### What this task involves
Restate all entries exactly.

### Extracted information
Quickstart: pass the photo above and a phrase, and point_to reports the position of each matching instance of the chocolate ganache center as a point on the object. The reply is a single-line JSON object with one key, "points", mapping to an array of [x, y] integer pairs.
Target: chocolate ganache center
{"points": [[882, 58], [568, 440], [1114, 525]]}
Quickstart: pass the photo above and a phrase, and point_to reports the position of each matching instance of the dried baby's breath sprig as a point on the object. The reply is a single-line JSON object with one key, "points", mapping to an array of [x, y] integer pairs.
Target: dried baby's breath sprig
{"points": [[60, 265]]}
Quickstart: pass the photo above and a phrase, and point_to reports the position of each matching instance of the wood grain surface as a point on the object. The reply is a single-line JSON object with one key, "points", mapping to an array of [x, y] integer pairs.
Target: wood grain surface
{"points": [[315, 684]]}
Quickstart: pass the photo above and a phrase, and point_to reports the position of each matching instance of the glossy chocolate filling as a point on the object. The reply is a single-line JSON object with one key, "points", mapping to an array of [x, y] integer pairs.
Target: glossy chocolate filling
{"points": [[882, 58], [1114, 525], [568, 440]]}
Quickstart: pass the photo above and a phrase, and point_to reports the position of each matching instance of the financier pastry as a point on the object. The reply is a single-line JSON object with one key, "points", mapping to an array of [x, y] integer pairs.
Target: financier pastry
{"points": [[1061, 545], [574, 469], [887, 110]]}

### Solution for this problem
Quickstart: pass the photo above and a phrase, and point_to reports the position of each matching instance of the chocolate ganache center as a point on the object. The reply is a single-line JSON object with one key, "points", mapping to an array of [x, y] integer pairs.
Target: chocolate ganache center
{"points": [[882, 58], [568, 440], [1114, 525]]}
Quickstart: pass the photo above and a phrase, and point_to reports the position of each matching instance of the dried baby's breath sprig as a point on the object. The reply is a single-line JSON object with one key, "points", mapping to an array of [x, y] integer pairs.
Target: dried baby's breath sprig
{"points": [[60, 265]]}
Quickstart: pass the photo above and a phrase, and point_to reports the position of each matching instance of the wood grain surface as a point on the object. The reply is a single-line JSON object with one key, "points", mapping to an array of [x, y] integer pairs.
Target: wood grain surface
{"points": [[315, 684]]}
Quickstart: pass the photo above and a phrase, and point_to reports the position of each matching instance of the glossy chocolate filling as a point on the object. The reply is a single-line JSON object with one key, "points", mapping to an array of [x, y] integer pairs.
Target: glossy chocolate filling
{"points": [[882, 58], [1114, 525], [568, 440]]}
Quickstart: pass the photo above and a phrase, and point_to reports the position of each matching instance of the financier pastry as a point on the object. The reply is a single-line JSON object with one key, "points", mapping to an array of [x, y] integer pairs.
Target: financier pastry
{"points": [[1061, 545], [574, 469], [887, 110]]}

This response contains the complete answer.